In the entries below, count every line containing "roof". Return the number and nothing else.

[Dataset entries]
+---+

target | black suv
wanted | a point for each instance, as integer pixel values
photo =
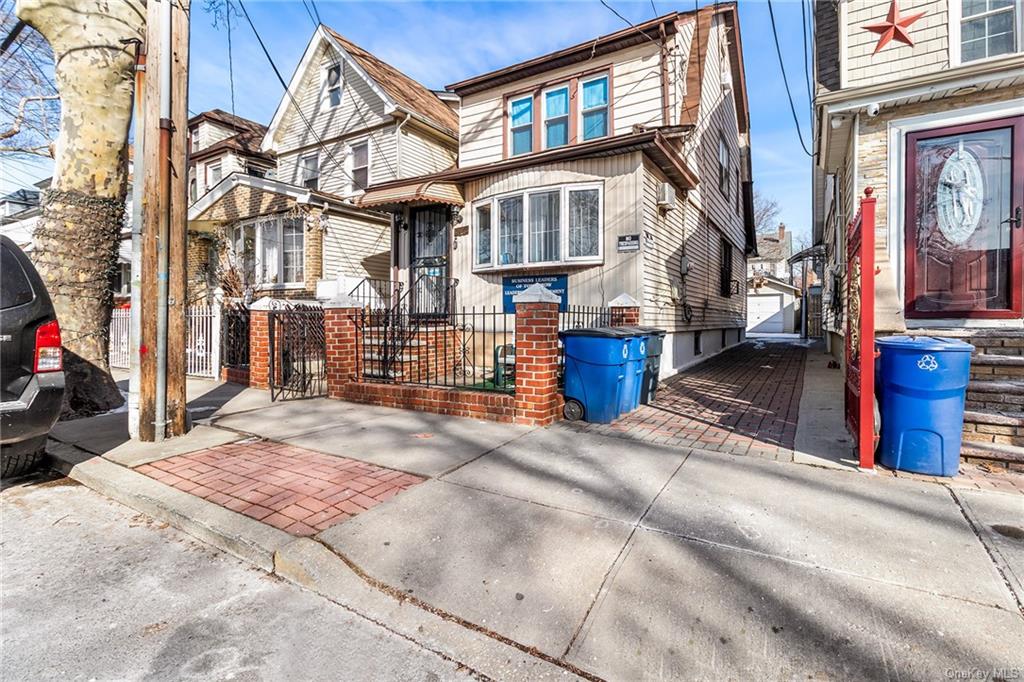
(31, 363)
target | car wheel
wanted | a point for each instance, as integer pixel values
(18, 465)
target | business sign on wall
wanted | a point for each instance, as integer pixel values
(559, 284)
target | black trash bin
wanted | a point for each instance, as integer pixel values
(652, 366)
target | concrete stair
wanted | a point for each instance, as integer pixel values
(993, 418)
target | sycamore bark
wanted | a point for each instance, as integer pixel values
(83, 212)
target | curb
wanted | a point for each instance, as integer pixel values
(302, 561)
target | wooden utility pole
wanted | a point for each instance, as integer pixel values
(164, 215)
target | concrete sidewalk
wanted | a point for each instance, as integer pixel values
(574, 553)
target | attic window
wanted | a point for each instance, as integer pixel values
(334, 85)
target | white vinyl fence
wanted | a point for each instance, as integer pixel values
(202, 351)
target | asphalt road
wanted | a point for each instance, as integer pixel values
(91, 590)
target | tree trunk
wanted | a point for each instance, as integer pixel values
(83, 212)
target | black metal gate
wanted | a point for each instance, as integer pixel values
(298, 353)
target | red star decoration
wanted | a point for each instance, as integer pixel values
(894, 27)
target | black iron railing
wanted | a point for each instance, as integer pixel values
(235, 335)
(468, 348)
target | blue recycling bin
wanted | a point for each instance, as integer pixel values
(595, 363)
(922, 385)
(636, 359)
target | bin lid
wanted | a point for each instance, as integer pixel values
(603, 332)
(928, 343)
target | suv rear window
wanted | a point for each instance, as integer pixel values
(14, 286)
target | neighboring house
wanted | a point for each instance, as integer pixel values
(18, 201)
(616, 166)
(772, 305)
(930, 115)
(773, 256)
(347, 121)
(221, 143)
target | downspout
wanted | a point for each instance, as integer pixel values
(135, 309)
(165, 218)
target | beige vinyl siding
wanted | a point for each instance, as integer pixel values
(335, 168)
(670, 235)
(356, 247)
(930, 52)
(588, 285)
(360, 108)
(422, 154)
(636, 97)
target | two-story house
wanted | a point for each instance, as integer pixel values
(616, 166)
(923, 100)
(346, 121)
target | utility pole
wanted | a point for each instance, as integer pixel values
(162, 411)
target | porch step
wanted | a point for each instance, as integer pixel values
(992, 452)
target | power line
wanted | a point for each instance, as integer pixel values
(785, 81)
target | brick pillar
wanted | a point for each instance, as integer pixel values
(537, 398)
(625, 310)
(340, 337)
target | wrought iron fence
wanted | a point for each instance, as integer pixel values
(377, 294)
(469, 348)
(298, 352)
(235, 335)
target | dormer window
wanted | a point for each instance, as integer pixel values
(595, 107)
(334, 85)
(521, 125)
(556, 117)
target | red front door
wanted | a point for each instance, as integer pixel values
(964, 236)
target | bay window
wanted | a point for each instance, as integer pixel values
(270, 250)
(989, 28)
(556, 117)
(521, 125)
(595, 108)
(543, 226)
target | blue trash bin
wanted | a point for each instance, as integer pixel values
(635, 363)
(922, 382)
(595, 361)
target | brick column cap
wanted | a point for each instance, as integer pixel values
(537, 293)
(624, 300)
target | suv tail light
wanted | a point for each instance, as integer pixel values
(48, 355)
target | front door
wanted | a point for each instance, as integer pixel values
(429, 263)
(964, 235)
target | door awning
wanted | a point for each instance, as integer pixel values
(416, 192)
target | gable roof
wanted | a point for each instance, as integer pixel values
(395, 89)
(408, 93)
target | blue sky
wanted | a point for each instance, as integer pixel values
(442, 42)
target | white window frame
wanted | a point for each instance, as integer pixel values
(258, 251)
(544, 115)
(511, 128)
(563, 227)
(607, 105)
(302, 170)
(350, 164)
(956, 23)
(326, 87)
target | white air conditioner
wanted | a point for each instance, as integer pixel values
(666, 197)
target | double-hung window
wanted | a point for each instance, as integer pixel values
(359, 155)
(521, 125)
(310, 171)
(594, 107)
(556, 117)
(543, 226)
(989, 28)
(333, 85)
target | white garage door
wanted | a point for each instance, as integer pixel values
(764, 313)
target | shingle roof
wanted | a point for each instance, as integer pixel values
(400, 87)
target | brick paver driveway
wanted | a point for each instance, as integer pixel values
(743, 401)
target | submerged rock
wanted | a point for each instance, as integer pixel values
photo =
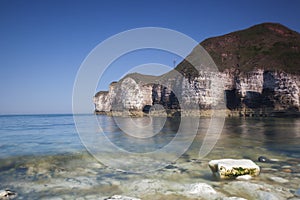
(263, 159)
(201, 190)
(244, 177)
(259, 191)
(119, 197)
(7, 194)
(297, 193)
(278, 179)
(232, 168)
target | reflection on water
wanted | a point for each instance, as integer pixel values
(42, 156)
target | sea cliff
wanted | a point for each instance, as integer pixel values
(258, 75)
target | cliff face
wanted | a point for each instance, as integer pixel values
(259, 75)
(257, 92)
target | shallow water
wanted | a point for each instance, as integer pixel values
(42, 157)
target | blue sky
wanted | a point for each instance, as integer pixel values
(44, 42)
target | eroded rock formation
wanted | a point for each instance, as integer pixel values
(257, 92)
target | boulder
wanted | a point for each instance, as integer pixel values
(232, 168)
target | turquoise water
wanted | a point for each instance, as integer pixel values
(42, 156)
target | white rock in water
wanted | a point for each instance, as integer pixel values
(232, 168)
(7, 194)
(244, 177)
(278, 179)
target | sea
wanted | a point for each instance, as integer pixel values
(65, 156)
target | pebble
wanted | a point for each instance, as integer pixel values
(244, 177)
(262, 159)
(297, 193)
(119, 197)
(287, 170)
(7, 194)
(286, 167)
(278, 179)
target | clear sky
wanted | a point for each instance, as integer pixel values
(44, 42)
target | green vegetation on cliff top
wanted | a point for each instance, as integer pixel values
(270, 46)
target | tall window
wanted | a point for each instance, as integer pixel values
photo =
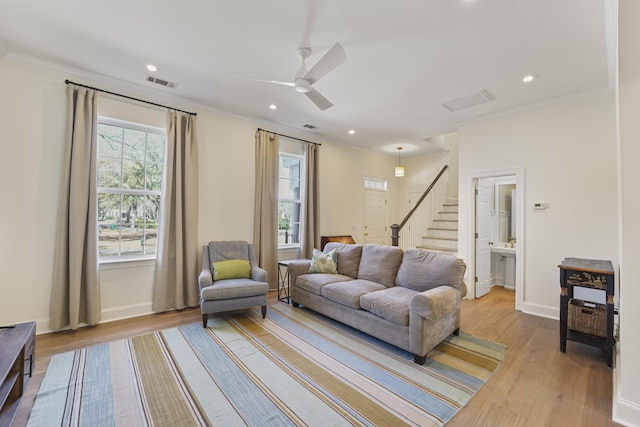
(130, 164)
(289, 199)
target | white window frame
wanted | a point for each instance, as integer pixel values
(375, 184)
(135, 192)
(300, 200)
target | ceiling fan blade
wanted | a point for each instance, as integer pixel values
(320, 101)
(334, 57)
(290, 84)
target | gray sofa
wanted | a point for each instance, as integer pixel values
(410, 298)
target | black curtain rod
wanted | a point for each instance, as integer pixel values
(129, 97)
(291, 137)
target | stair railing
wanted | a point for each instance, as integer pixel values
(396, 228)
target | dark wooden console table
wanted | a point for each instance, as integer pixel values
(17, 350)
(594, 274)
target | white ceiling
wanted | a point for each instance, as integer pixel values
(405, 58)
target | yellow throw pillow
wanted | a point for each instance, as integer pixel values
(231, 269)
(324, 263)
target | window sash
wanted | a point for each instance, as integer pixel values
(290, 193)
(128, 224)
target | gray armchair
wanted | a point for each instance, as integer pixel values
(231, 293)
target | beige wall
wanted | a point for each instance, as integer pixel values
(567, 151)
(627, 404)
(32, 120)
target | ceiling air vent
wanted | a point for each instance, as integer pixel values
(161, 82)
(468, 101)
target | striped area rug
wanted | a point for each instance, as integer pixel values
(293, 368)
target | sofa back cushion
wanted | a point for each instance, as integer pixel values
(380, 264)
(348, 257)
(423, 270)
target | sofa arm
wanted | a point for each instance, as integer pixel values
(258, 274)
(435, 303)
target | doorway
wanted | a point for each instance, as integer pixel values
(375, 216)
(492, 225)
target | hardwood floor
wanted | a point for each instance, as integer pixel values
(536, 385)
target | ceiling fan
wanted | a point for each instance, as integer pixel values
(304, 80)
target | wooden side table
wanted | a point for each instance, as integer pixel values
(17, 350)
(593, 274)
(284, 281)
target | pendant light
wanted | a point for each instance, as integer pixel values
(399, 168)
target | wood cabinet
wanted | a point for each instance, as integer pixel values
(17, 350)
(593, 274)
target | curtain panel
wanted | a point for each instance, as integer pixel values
(265, 229)
(311, 228)
(75, 295)
(176, 269)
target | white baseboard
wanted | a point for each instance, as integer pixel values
(541, 310)
(126, 312)
(107, 315)
(624, 411)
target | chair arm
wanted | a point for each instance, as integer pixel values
(205, 278)
(435, 303)
(258, 274)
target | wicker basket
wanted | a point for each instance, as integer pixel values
(588, 317)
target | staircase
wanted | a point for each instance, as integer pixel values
(442, 234)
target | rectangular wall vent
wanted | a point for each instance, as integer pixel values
(468, 101)
(161, 82)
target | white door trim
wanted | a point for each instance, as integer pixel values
(468, 181)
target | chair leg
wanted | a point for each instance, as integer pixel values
(419, 359)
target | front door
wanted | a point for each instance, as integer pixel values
(375, 217)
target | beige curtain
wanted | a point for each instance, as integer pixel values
(311, 229)
(176, 269)
(76, 281)
(265, 218)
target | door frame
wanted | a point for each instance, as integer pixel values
(469, 181)
(385, 235)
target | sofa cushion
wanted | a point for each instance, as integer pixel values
(324, 262)
(423, 270)
(348, 257)
(391, 304)
(349, 293)
(380, 264)
(315, 282)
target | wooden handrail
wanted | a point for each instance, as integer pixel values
(395, 228)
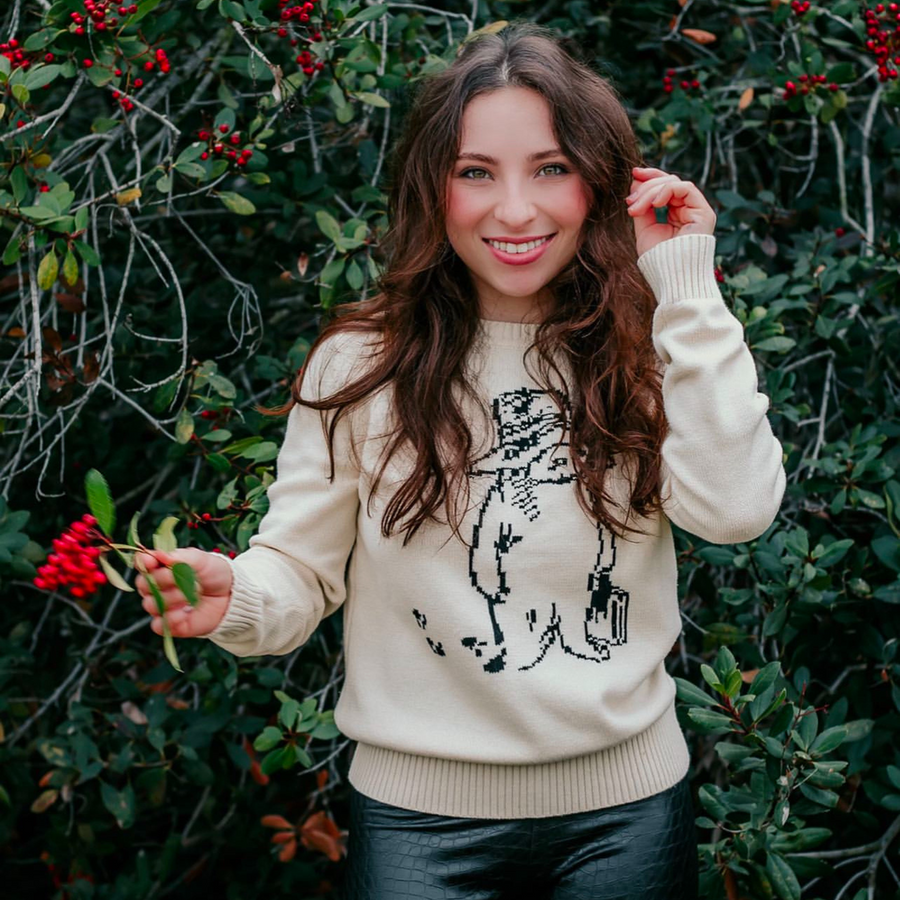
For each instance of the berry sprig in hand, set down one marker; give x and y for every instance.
(74, 562)
(179, 579)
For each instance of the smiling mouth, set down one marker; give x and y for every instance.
(543, 237)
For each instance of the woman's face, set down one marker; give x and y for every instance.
(514, 197)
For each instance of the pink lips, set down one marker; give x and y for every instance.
(520, 259)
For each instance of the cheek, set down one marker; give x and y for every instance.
(573, 205)
(462, 209)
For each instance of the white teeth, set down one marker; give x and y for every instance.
(518, 248)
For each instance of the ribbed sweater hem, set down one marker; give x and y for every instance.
(645, 764)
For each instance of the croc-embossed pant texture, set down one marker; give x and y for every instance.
(644, 850)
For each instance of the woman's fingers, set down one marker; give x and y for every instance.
(660, 195)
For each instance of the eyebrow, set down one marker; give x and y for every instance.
(483, 157)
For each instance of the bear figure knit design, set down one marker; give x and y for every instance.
(524, 462)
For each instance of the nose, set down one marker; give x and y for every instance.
(515, 206)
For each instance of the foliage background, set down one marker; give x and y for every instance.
(151, 298)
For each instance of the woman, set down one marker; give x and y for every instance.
(505, 678)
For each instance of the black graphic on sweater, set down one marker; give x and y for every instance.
(523, 462)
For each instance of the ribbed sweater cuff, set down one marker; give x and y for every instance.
(244, 608)
(681, 267)
(643, 765)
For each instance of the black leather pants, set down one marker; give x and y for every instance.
(644, 850)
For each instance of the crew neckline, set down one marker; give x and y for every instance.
(511, 334)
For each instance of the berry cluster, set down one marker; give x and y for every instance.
(882, 43)
(17, 58)
(96, 15)
(807, 83)
(218, 147)
(125, 102)
(301, 14)
(686, 85)
(74, 562)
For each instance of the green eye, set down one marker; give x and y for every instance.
(560, 166)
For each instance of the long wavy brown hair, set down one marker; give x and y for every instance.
(425, 314)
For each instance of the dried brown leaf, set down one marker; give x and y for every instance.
(699, 35)
(70, 302)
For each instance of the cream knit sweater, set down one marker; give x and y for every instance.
(524, 677)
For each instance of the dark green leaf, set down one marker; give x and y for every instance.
(100, 501)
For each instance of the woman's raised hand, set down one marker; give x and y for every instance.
(214, 580)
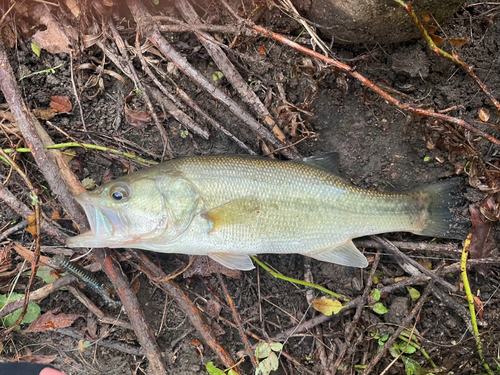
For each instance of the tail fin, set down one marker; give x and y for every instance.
(444, 218)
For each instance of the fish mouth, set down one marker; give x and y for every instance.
(102, 227)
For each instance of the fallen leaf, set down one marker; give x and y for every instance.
(479, 307)
(457, 41)
(198, 346)
(213, 309)
(55, 38)
(262, 49)
(484, 114)
(51, 322)
(480, 245)
(45, 114)
(327, 306)
(204, 266)
(61, 103)
(42, 359)
(5, 258)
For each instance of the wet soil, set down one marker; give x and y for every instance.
(380, 147)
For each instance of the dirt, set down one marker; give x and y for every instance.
(380, 147)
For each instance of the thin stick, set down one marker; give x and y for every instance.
(237, 320)
(151, 31)
(296, 281)
(357, 315)
(470, 300)
(405, 323)
(388, 246)
(36, 236)
(367, 83)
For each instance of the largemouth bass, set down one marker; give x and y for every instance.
(229, 207)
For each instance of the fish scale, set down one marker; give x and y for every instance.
(230, 206)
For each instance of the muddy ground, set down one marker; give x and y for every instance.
(380, 147)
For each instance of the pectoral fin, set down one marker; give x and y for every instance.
(238, 212)
(233, 261)
(345, 254)
(182, 201)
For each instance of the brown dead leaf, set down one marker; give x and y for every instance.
(56, 38)
(5, 259)
(479, 307)
(61, 103)
(204, 266)
(31, 225)
(457, 41)
(484, 114)
(481, 244)
(45, 114)
(107, 176)
(41, 359)
(198, 346)
(213, 309)
(262, 49)
(51, 322)
(327, 306)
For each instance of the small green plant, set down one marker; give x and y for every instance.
(32, 312)
(212, 370)
(267, 352)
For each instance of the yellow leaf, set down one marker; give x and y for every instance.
(327, 306)
(484, 114)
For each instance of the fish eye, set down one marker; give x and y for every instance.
(119, 193)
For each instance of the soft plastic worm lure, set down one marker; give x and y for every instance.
(104, 289)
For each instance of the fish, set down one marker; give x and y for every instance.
(229, 207)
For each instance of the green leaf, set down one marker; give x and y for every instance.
(212, 370)
(263, 350)
(217, 75)
(414, 294)
(269, 364)
(43, 272)
(412, 367)
(276, 346)
(374, 295)
(32, 312)
(410, 349)
(36, 48)
(379, 308)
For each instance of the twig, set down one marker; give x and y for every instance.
(121, 347)
(190, 102)
(297, 281)
(237, 320)
(357, 315)
(90, 147)
(13, 229)
(121, 47)
(144, 334)
(367, 83)
(36, 236)
(50, 163)
(185, 304)
(388, 246)
(470, 300)
(416, 246)
(405, 323)
(232, 75)
(151, 31)
(455, 58)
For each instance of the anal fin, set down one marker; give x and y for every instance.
(345, 254)
(233, 261)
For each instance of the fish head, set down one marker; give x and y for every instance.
(124, 212)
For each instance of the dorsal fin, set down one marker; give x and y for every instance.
(327, 162)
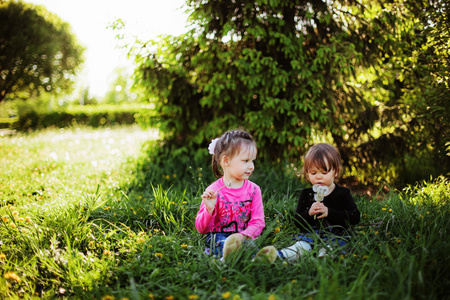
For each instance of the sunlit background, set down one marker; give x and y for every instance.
(90, 21)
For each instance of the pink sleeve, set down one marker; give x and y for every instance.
(256, 223)
(204, 220)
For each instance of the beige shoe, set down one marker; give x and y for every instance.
(231, 246)
(267, 254)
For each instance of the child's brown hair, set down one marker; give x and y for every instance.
(319, 156)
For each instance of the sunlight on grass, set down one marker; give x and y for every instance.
(54, 165)
(87, 214)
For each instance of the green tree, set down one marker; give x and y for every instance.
(292, 72)
(119, 90)
(38, 51)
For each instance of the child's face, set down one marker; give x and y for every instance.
(241, 166)
(320, 176)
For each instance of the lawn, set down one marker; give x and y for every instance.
(92, 214)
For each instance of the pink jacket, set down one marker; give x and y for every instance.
(237, 210)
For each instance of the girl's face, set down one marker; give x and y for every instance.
(321, 177)
(241, 166)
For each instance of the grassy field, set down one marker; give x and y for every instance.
(91, 214)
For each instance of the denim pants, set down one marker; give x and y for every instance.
(215, 243)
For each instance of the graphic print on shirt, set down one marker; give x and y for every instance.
(234, 216)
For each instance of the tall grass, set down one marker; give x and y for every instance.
(123, 228)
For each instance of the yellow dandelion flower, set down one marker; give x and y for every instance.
(12, 276)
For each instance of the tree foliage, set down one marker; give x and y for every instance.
(38, 51)
(293, 72)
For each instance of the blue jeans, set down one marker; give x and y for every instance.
(215, 243)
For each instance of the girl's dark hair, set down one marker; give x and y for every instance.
(319, 156)
(230, 144)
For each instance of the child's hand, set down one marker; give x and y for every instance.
(209, 197)
(318, 209)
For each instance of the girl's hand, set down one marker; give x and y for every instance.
(318, 209)
(209, 197)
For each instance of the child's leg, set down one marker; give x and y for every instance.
(216, 241)
(295, 251)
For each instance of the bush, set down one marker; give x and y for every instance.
(95, 116)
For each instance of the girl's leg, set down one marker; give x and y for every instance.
(216, 242)
(232, 244)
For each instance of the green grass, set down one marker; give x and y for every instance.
(89, 214)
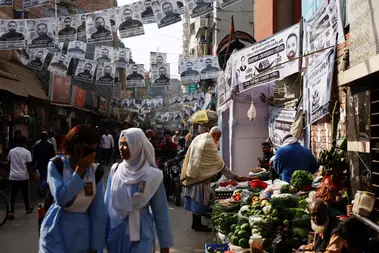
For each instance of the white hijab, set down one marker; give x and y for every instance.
(128, 173)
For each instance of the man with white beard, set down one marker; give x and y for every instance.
(327, 238)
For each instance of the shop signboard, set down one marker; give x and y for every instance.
(60, 89)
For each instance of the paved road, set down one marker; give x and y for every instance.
(21, 235)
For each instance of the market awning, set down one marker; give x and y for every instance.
(20, 80)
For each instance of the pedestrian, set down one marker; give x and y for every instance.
(43, 152)
(53, 141)
(135, 186)
(107, 145)
(75, 222)
(21, 165)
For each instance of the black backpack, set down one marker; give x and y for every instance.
(58, 162)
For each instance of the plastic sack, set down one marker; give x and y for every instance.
(252, 113)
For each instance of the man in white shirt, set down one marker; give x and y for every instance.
(21, 164)
(107, 145)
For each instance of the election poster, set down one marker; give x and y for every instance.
(66, 27)
(271, 59)
(12, 34)
(167, 13)
(162, 78)
(129, 20)
(59, 64)
(197, 8)
(104, 53)
(279, 122)
(226, 3)
(37, 58)
(98, 27)
(318, 81)
(189, 71)
(147, 14)
(85, 71)
(77, 49)
(209, 67)
(40, 32)
(122, 57)
(135, 75)
(322, 24)
(105, 73)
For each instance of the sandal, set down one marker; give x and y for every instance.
(30, 210)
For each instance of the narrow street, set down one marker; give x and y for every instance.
(21, 235)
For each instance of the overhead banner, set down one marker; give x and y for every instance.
(279, 122)
(322, 22)
(318, 81)
(167, 13)
(85, 71)
(135, 75)
(129, 20)
(162, 78)
(209, 67)
(12, 34)
(271, 59)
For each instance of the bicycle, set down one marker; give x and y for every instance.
(4, 209)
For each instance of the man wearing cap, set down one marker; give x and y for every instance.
(292, 156)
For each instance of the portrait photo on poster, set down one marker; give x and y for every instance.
(40, 32)
(67, 27)
(12, 34)
(37, 58)
(105, 73)
(104, 53)
(85, 71)
(77, 49)
(59, 64)
(163, 77)
(129, 20)
(167, 13)
(98, 27)
(135, 75)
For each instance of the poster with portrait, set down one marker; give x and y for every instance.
(321, 25)
(209, 67)
(66, 27)
(268, 60)
(163, 76)
(279, 122)
(190, 71)
(129, 20)
(37, 58)
(122, 57)
(318, 81)
(98, 27)
(104, 53)
(147, 13)
(135, 75)
(167, 13)
(40, 32)
(197, 8)
(12, 34)
(77, 49)
(105, 73)
(85, 71)
(59, 64)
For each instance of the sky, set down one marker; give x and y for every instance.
(166, 40)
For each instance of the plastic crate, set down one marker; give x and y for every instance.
(218, 247)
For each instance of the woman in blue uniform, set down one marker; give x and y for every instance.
(136, 200)
(75, 222)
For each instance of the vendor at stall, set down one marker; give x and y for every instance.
(292, 156)
(327, 238)
(201, 164)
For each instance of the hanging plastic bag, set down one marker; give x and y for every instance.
(251, 113)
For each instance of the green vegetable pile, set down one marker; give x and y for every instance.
(300, 179)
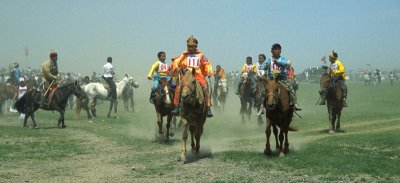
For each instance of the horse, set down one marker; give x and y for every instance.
(245, 94)
(279, 114)
(220, 93)
(334, 102)
(7, 92)
(127, 94)
(96, 91)
(259, 98)
(163, 105)
(193, 111)
(30, 102)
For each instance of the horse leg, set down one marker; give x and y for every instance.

+---+

Answer area:
2